#### [Instructions to follow]
Rewrite the listing starting with the line that contains "TARGET: dark storm cloud" and going on through the end of the listing, replacing "thickest" with "widest" and keeping everything else unchanged. Omit the pictures from your answer.

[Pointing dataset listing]
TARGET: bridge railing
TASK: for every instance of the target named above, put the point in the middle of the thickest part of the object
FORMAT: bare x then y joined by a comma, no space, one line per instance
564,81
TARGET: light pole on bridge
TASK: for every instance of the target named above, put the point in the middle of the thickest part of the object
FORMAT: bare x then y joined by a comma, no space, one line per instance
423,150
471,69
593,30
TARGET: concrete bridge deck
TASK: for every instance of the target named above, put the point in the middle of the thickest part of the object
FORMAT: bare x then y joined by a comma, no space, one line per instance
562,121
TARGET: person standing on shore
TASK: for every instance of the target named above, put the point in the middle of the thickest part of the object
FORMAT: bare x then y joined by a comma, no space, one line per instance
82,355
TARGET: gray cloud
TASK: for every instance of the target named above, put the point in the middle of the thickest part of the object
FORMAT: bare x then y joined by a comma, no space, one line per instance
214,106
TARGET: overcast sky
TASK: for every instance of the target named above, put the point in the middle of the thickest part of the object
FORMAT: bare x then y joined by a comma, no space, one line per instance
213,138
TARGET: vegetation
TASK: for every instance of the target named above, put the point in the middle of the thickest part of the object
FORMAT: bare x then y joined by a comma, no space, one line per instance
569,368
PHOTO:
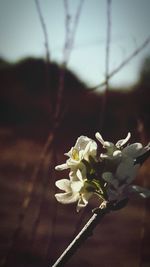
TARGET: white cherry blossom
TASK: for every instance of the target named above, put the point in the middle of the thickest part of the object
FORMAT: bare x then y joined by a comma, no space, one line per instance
84,147
75,191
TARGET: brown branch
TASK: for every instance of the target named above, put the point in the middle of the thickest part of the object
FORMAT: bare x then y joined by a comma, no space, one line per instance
84,234
43,25
123,63
107,61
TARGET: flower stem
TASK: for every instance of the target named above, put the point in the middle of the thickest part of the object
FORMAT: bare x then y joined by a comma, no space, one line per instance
86,232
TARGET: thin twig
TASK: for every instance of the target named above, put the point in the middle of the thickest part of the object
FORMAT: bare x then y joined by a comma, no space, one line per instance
108,43
44,29
123,63
86,232
68,45
107,62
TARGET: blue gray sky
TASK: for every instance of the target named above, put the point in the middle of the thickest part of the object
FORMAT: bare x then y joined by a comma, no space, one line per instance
21,35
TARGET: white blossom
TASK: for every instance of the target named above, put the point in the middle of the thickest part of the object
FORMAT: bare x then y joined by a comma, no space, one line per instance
119,181
83,148
75,191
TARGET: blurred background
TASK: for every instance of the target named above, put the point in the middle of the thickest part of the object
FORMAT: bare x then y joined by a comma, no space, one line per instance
55,61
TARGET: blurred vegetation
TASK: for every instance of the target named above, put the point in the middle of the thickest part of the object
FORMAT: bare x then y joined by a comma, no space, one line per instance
28,98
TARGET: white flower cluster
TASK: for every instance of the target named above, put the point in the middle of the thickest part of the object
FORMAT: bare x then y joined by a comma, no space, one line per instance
108,175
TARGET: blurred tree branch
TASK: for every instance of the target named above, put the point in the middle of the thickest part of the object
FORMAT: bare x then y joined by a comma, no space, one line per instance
123,63
43,25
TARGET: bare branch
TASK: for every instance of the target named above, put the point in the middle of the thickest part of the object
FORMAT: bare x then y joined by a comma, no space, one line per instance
44,29
108,43
70,36
124,63
86,232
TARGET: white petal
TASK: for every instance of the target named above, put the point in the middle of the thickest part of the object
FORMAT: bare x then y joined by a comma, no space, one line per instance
79,175
81,142
67,198
133,150
109,178
127,171
117,154
142,191
76,186
122,142
61,167
63,184
99,138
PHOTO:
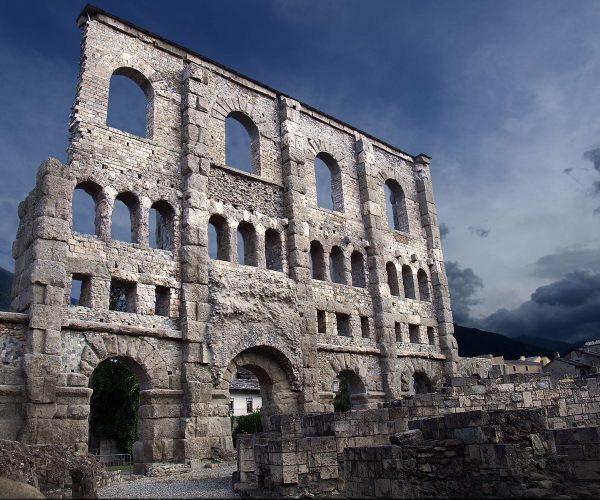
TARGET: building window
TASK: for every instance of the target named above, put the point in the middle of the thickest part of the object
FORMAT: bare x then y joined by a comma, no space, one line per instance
242,143
246,244
343,324
321,321
162,304
364,327
398,331
358,270
317,261
395,206
122,296
162,226
218,238
431,335
273,257
80,291
413,333
408,282
328,181
392,276
336,266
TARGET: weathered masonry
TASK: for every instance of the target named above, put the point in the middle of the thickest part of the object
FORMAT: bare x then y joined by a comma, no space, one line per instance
355,290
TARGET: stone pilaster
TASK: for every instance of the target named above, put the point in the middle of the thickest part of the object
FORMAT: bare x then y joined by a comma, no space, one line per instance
439,281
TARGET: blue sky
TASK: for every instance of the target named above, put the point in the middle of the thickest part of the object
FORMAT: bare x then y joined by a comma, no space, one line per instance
505,97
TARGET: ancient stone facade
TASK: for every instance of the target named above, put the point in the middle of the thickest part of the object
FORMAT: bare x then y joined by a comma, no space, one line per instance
323,293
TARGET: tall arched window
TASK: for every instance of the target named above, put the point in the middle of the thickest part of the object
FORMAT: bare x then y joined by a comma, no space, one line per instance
125,218
242,144
423,285
392,274
328,181
85,197
273,257
246,244
408,282
162,220
131,103
218,238
358,269
317,261
395,203
336,266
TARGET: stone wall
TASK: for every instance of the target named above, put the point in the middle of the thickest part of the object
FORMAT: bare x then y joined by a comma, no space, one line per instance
567,402
190,321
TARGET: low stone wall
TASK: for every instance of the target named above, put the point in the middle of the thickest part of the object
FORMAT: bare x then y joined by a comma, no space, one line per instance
467,455
301,453
568,402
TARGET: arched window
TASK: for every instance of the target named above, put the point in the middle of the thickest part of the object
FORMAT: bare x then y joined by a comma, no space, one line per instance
328,181
395,203
358,269
408,282
336,266
162,220
131,103
317,261
421,383
273,257
242,144
85,197
246,243
392,279
423,285
125,218
218,238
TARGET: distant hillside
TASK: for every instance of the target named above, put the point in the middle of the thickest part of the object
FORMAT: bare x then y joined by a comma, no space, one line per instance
6,278
554,345
473,342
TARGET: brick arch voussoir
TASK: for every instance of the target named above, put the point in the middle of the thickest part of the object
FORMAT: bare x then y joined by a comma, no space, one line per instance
112,62
138,351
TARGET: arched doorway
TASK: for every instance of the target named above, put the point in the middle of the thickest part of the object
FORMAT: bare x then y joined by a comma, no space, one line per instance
350,392
113,420
421,383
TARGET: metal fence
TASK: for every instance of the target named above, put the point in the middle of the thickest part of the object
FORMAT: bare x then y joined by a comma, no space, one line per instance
115,460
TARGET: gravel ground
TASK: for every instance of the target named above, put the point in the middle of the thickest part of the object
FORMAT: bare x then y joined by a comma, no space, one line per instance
199,483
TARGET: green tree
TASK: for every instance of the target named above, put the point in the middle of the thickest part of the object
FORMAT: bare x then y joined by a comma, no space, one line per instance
114,404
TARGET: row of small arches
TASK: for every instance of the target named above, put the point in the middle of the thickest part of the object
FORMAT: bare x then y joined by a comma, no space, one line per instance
405,286
220,246
242,145
126,220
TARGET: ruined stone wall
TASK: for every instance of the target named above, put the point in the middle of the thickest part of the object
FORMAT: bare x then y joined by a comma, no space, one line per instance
13,329
567,402
190,321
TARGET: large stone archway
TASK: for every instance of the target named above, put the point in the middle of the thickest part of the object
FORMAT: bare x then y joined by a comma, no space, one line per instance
275,375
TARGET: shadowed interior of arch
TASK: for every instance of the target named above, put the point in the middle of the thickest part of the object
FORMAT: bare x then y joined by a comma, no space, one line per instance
127,106
113,420
350,391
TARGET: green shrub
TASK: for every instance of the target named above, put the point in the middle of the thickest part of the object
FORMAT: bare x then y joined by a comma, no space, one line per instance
245,424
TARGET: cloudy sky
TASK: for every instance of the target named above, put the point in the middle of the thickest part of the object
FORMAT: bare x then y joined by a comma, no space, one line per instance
505,96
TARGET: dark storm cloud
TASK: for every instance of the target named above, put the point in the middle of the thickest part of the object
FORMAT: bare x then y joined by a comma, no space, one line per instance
559,264
464,285
593,155
566,310
444,230
479,231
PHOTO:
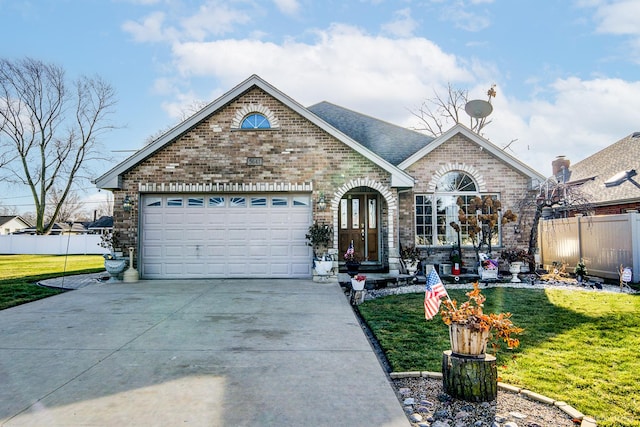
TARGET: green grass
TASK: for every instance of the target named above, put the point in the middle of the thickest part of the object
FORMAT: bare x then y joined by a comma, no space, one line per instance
19,274
579,347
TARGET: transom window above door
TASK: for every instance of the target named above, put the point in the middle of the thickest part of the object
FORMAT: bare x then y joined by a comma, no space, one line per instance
255,121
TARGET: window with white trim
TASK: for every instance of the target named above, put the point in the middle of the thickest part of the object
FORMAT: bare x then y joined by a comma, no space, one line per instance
255,121
434,212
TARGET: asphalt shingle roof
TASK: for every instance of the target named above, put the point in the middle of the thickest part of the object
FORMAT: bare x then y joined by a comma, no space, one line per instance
621,156
391,142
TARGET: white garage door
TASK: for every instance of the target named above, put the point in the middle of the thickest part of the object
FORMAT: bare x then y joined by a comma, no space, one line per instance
220,236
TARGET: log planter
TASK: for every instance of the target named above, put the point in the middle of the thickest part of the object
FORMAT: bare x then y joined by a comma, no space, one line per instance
468,373
467,342
471,379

#### [Result of this exercise]
TARGET: dark storm cloud
TASK: for every instance of the target named above, put the point in the middle of the widest part of the object
FORMAT: bare x then y joined by a comma, no space, one line per instance
559,264
464,285
593,155
566,310
444,230
479,231
PHOTO:
TARGET: green grass
TASK: for every instance of the target named above, put the point in the middle of the widest part of the object
FORMAT: bare x then y joined by a comma, no space, one line per instance
19,274
579,347
TARGET: transom window above door
TASK: for every instance of the target named above, put the point in the middle of the widest part of the object
FORMAT: bare x then y joined by a comma, no space, one line per instance
255,121
TARGET: window with white trim
TASK: for every instance of the target named above, put the point in the middle of the widest part of the object
FORMAT: bare x then y joined by a comma, no space, one line per instance
255,121
434,212
TARGET: asphalt shingle roof
TASK: for every instance of the target named above, put the point in the middle of the widest part of the object
FORMAT: bare x then y joined by a comma, no space, one line per instance
621,156
391,142
TARGET: white garage door
TASK: for every instance of the target named above, put the point in the middle of the widest part of the object
FORMAT: bare x then y joined by a comma, no space, one line per instance
220,236
TARGET: log planter
TASK: for every instance of the target named above, put the point in the middle of the widest part of the object
FORMAT: bare x then y joined by a comma, no space, one line per instance
468,373
467,342
471,379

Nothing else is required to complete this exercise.